Enunciado 1:
¿Puedes reproducir, completo y sin ningún cambio, el fragmento sobre el estar despierto?

Fragmento para leer:
|---|

De todas formas, pasados sueño, ensueño y pesadilla, se impone el estar despierto. Y bien despierto. La vida es, al par, espectáculo y tarea. Paisaje que hay que mirar con enamoramiento y trabajo que debe acometerse con coraje. La vida, para abrir los ojos y las manos; para levantar deseos. Para usar la risa y el lamento en sano equilibrio, porque, ¡ay del hombre que sólo quiere la risa! ¡Y pobre del hombre que se empeña en creer que el «valle de lágrimas» es puro desierto sin arroyos y sin flores! Estar despierto es misión trabajosa, y por eso las treguas del sueño y del ensueño. Estar despierto es afrontar la existencia en todas sus dimensiones. Y no basta, por tanto, el salir del sueño y levantarse de la cama. Urge caminar con visión firme, con paso decidido. Y ¿está despierto quien camina sin saber dónde va? ¿Salió decididamente del sueño quien, creyéndose en «plena faena» se debate en confusiones, titubeos, zozobras, temores? Es una ciencia el despertarse del todo, el despertarse de verdad. Cada mañana, ¿no debiera la mente de cada hombre trazar sus coordenadas? Eugenio d’Ors decía que, como primera providencia al empezar la jornada, urge un cuadro sinóptico y una oración. Sinopsis preparatoria que agaville ideas con vista a la eficacia del pensamiento y del trabajo. Sinopsis que resume y no programación difusa que derrama. Y, además, oración para que el quehacer no se condene a sí mismo en régimen de secano.

|---|

Registros de datos:
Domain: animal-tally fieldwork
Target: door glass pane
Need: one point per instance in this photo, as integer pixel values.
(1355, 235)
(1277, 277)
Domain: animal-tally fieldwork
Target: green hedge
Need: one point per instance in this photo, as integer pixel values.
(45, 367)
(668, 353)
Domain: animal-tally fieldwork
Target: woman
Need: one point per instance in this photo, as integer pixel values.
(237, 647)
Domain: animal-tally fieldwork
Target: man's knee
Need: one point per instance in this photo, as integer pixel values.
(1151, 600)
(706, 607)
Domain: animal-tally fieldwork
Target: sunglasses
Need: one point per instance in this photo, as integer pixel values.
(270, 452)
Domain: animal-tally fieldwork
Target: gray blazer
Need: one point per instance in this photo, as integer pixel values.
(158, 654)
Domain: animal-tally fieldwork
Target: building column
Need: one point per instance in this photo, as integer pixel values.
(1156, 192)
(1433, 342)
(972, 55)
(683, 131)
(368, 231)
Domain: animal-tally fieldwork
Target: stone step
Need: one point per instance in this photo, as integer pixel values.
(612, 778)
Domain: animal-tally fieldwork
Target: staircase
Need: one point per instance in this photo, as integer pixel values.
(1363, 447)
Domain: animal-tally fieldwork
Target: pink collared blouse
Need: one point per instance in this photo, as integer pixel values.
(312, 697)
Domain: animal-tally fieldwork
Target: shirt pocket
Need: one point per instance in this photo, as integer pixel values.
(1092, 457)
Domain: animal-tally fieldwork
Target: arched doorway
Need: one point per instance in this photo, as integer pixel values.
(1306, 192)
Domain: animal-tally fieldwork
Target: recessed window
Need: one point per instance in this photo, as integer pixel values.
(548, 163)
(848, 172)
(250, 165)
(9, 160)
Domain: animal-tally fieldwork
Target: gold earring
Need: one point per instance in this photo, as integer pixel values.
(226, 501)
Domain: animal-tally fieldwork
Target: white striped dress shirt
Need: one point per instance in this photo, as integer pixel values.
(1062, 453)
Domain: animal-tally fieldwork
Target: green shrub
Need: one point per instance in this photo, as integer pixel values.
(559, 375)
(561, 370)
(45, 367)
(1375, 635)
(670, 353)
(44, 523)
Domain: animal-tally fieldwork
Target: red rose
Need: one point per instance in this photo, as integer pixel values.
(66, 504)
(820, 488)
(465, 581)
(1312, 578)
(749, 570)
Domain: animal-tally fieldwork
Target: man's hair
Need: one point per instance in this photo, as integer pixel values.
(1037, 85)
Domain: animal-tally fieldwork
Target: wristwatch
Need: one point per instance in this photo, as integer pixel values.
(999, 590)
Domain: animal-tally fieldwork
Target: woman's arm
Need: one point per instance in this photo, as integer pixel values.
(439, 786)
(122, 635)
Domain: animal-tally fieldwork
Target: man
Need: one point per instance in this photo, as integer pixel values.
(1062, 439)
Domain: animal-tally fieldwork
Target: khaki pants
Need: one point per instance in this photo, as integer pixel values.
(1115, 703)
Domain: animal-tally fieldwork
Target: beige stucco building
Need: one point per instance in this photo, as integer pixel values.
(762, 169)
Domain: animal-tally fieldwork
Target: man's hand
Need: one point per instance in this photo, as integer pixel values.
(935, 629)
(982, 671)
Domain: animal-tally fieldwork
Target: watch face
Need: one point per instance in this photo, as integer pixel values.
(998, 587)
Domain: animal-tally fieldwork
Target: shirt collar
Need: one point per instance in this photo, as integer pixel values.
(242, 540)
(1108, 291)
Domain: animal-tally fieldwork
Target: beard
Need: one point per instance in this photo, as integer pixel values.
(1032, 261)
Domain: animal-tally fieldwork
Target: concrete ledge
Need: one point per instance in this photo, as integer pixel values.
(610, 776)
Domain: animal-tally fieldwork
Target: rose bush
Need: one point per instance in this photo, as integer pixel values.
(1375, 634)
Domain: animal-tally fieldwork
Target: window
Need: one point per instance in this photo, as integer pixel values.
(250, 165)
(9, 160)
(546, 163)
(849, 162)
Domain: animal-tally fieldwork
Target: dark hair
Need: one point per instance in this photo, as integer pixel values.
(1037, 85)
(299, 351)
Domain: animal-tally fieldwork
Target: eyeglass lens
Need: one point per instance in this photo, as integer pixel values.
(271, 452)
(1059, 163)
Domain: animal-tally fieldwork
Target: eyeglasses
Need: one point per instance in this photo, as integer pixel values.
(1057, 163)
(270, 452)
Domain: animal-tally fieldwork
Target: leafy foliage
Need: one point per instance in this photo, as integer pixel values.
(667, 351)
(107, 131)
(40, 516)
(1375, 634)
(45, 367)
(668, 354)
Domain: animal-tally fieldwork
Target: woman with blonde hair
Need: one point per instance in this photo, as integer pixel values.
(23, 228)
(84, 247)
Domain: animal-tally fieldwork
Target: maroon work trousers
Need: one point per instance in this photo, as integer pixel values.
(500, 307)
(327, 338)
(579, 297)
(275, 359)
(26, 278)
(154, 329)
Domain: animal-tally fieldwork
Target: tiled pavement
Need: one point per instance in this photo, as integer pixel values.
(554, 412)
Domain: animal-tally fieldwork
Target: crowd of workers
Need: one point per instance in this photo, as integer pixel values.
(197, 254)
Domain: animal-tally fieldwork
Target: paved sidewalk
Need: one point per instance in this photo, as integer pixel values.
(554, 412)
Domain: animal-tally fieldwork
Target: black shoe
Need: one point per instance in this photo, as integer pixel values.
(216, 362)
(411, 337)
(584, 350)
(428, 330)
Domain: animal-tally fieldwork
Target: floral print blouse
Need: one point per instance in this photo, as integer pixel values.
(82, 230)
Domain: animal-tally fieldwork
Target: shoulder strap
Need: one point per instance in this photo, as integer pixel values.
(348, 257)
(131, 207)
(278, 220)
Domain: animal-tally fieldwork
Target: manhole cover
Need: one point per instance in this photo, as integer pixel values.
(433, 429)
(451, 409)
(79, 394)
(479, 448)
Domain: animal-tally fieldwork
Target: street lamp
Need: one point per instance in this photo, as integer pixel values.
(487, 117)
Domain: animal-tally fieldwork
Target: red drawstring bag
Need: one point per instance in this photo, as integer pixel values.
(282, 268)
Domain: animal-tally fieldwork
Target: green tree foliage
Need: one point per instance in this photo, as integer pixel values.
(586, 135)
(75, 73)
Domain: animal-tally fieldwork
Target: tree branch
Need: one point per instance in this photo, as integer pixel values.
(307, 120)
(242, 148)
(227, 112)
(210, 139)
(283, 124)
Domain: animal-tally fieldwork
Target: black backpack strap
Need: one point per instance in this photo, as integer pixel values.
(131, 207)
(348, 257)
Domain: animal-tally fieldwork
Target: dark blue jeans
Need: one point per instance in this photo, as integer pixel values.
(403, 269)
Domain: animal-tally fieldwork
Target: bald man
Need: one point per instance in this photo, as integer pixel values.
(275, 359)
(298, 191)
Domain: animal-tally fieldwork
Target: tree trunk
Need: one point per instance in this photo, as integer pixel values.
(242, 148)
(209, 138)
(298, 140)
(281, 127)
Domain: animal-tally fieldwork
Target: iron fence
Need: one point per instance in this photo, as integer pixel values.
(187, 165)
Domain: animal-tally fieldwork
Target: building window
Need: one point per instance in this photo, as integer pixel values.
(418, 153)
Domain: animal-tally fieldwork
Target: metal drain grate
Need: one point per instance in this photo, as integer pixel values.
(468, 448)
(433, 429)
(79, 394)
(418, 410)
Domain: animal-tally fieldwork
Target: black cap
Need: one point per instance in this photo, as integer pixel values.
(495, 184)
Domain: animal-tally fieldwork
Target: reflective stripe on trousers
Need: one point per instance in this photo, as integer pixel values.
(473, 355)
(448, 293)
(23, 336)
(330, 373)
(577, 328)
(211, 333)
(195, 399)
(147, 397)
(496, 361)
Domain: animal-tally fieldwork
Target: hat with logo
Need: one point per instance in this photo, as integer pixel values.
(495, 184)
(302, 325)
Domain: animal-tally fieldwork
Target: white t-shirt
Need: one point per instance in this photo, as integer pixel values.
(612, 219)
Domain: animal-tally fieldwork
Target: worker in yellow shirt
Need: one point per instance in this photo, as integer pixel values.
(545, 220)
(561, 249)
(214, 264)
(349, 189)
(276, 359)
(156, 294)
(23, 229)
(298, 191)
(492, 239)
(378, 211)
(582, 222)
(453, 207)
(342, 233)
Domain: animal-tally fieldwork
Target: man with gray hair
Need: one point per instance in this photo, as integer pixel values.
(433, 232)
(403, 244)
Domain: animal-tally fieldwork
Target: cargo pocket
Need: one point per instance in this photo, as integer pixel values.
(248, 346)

|---|

Enunciado 2:
¿Puedes volver a escribir solo la parte de los registros que va desde su comienzo hasta la línea que contiene "(1277, 277)", ambas incluidas, sustituyendo "door glass pane" por "window glass pane" y dejando todo lo demás igual?

Solución 1:
De todas formas, pasados sueño, ensueño y pesadilla, se impone el estar despierto. Y bien despierto. La vida es, al par, espectáculo y tarea. Paisaje que hay que mirar con enamoramiento y trabajo que debe acometerse con coraje. La vida, para abrir los ojos y las manos; para levantar deseos. Para usar la risa y el lamento en sano equilibrio, porque, ¡ay del hombre que sólo quiere la risa! ¡Y pobre del hombre que se empeña en creer que el «valle de lágrimas» es puro desierto sin arroyos y sin flores! Estar despierto es misión trabajosa, y por eso las treguas del sueño y del ensueño. Estar despierto es afrontar la existencia en todas sus dimensiones. Y no basta, por tanto, el salir del sueño y levantarse de la cama. Urge caminar con visión firme, con paso decidido. Y ¿está despierto quien camina sin saber dónde va? ¿Salió decididamente del sueño quien, creyéndose en «plena faena» se debate en confusiones, titubeos, zozobras, temores? Es una ciencia el despertarse del todo, el despertarse de verdad. Cada mañana, ¿no debiera la mente de cada hombre trazar sus coordenadas? Eugenio d’Ors decía que, como primera providencia al empezar la jornada, urge un cuadro sinóptico y una oración. Sinopsis preparatoria que agaville ideas con vista a la eficacia del pensamiento y del trabajo. Sinopsis que resume y no programación difusa que derrama. Y, además, oración para que el quehacer no se condene a sí mismo en régimen de secano.

Solución 2:
Domain: animal-tally fieldwork
Target: window glass pane
Need: one point per instance in this photo, as integer pixel values.
(1355, 235)
(1277, 277)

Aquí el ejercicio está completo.